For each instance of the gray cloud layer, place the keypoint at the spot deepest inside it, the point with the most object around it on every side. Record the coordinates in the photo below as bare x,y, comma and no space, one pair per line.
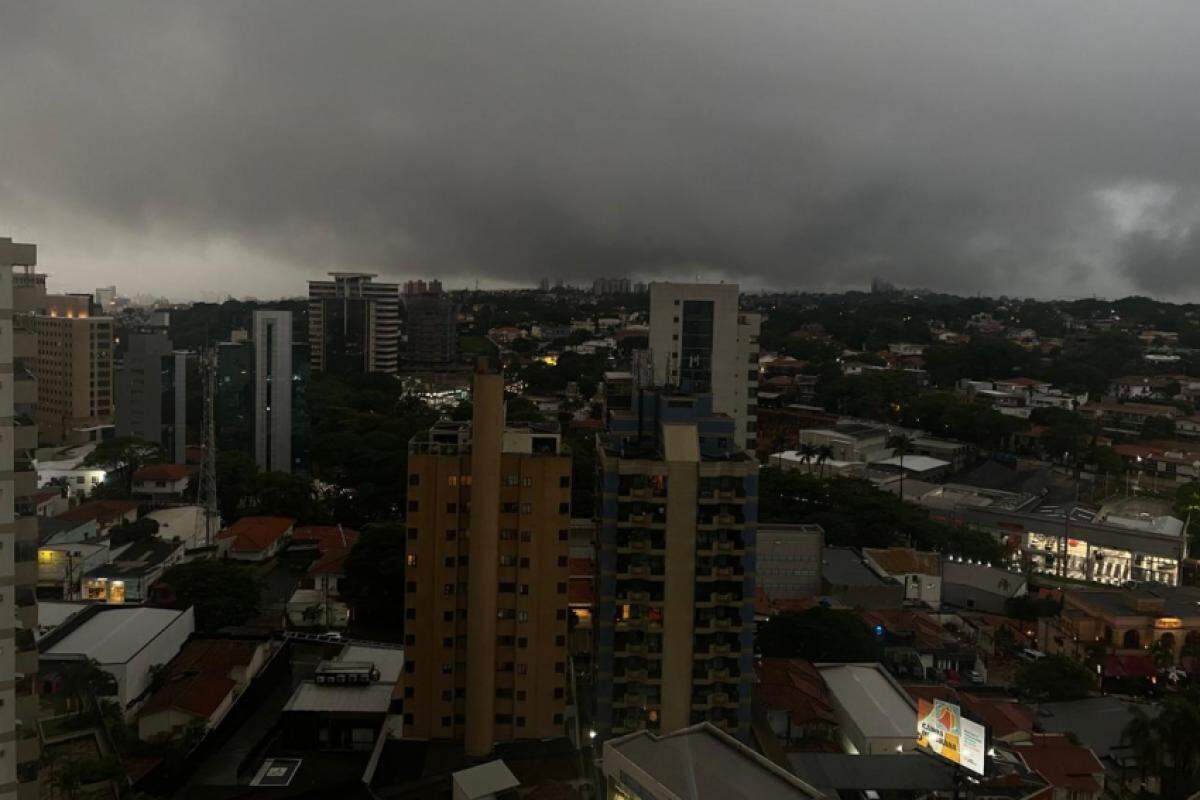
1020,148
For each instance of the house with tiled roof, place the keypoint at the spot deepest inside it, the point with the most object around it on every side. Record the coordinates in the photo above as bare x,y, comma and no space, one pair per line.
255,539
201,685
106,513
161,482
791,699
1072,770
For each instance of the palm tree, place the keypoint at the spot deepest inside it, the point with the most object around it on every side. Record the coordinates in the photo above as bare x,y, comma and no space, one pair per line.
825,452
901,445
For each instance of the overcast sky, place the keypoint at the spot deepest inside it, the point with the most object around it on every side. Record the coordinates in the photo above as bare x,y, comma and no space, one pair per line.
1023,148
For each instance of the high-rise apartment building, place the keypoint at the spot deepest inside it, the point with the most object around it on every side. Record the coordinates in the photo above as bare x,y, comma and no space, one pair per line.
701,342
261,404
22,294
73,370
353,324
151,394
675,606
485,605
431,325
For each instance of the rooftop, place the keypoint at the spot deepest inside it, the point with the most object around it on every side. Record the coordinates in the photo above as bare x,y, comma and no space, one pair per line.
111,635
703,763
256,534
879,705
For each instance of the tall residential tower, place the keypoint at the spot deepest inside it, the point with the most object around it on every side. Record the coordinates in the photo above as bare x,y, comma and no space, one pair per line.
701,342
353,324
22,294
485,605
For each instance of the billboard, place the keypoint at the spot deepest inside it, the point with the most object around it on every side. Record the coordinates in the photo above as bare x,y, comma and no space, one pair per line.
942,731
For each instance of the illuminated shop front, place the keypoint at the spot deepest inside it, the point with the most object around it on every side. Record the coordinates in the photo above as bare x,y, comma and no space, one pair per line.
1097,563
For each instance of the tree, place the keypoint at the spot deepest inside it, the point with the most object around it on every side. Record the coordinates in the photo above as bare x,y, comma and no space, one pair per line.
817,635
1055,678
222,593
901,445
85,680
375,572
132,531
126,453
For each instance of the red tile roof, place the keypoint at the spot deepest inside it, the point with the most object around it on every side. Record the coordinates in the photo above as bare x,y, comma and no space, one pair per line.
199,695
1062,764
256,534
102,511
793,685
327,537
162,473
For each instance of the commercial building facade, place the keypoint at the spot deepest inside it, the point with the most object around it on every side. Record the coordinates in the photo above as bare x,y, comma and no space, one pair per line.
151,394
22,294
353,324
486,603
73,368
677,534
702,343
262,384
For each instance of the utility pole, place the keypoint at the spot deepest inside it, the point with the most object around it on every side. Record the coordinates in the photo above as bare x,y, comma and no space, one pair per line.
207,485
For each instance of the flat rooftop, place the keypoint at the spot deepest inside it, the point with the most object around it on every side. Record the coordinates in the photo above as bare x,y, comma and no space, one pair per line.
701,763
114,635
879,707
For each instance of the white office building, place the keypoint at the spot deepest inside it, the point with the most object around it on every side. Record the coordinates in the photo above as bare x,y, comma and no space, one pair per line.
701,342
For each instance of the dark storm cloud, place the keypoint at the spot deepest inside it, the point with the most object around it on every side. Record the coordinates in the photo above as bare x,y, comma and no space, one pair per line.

**Aim of the exercise**
All of the data is to be transcribed exactly, with images omitted.

**Exercise solution**
For each instance of the gray cloud layer, place the keypoint at the spot deepest inside it, the point with the most object around it on every side. Record the coordinates in the photo below as bare x,y, comma and no space, one pair per line.
1020,148
For each instance of the house with tiled roof, place the keypoint at the spot deepest inside it, the point with the most object around it on every side. Record the coordinates in the photo above as bare x,y, comma and no space, one pair per line.
255,539
201,685
106,513
161,482
791,699
1072,770
For each instance of the palm tree, place the keypoint at the spot deepest inside it, the point with the most object around it on every side. Record the coordinates in the photo above as bare x,y, comma and no space, one pair per line.
825,452
901,445
For each instance of the overcast sky, place the keypoint at the spot deepest inside it, the point with the most object around it on every side. Record the coordinates in the photo above as bare x,y, comma and no space, one pair per line.
1023,148
For each instance of the high-rise apartment building, place the keypoint at the spot deepest inside it, the point with the most object around it on every side. Record the coordinates in the photo above as bare x,y, comma and no space, one pair per line.
701,342
261,404
22,294
73,370
353,324
151,394
675,606
485,605
431,325
For each instance of the rooftop, place the keypoint at the spot deepest inside it, the point with the most object around it on every side. Record the coordinates in the photo above as bare x,y, comma and no space, one pair per line.
111,635
703,763
256,534
879,705
For each instance of the tall residential tower, place the keypoint at the spot deepest inside it, the point with the most object around it on every side. Record the coordinates in the photo above as bare x,y, comma and no space, one pair per line.
701,342
353,324
22,294
485,605
For each instance of the billboard, place the keypoint at the spot deepest inside it, the point with the most object around it on every side. Record the coordinates in the photo above as bare x,y, comma and no space, one pair per line.
942,731
For each instance of the illuminated shop front, place the keypoint at the spot deepest inside it, the point with the most object around it on every side. Record the coordinates in the photo above as bare x,y, comma and no space, one pair per line.
1097,563
For each instance of the tree, place the keypoint at the spot deepest inside it, the point with the most object around it on every side. Record the coordinates in the photo above as bare x,y, comma and no space, one pair per line.
817,635
1055,678
222,593
901,445
85,680
375,572
132,531
126,453
For each instance of the red tile roof, place the keypoint at the spot deepest inside it, the point with the most object around it on every side. Record the coordinates in the photo above as bare x,y, comma and no space, one pair per line.
199,695
1062,764
256,534
102,511
793,685
327,537
162,473
For each instance of the commercial building facade, place the keypoint at the spot deepest inside it, the point with the most object around it on every side. Record the coordinates in the photo above as bare x,y, comma and no space, one pair per line.
151,394
22,294
353,324
486,603
73,368
677,534
702,343
262,384
For each instance of the utility pole, place the keypoint at the spot deepest inside it, the point with the most object around it on every side. Record the coordinates in the photo above as bare x,y, comma and no space, one pair per line.
207,485
For each instance of the flat rooftop, place the keypoint at the spot deepest inside it, the point with the most object around it on every side. Record the coordinates in the photo above as bare x,y, comma and no space, one pair per line.
701,763
114,635
879,707
For each instance of the white office building, place the keypoint at the spot deepest inside it, the point with the most object around it on every side. Record the coordinates in the photo above as bare x,y, comma and no space, one pair per line.
701,342
For each instance of the dark storm cloud, place the keypoint at the spot deepest inside it, the point with the most object around it on every side. Record the coordinates in the photo above as bare x,y, comma and no space, one pair per line.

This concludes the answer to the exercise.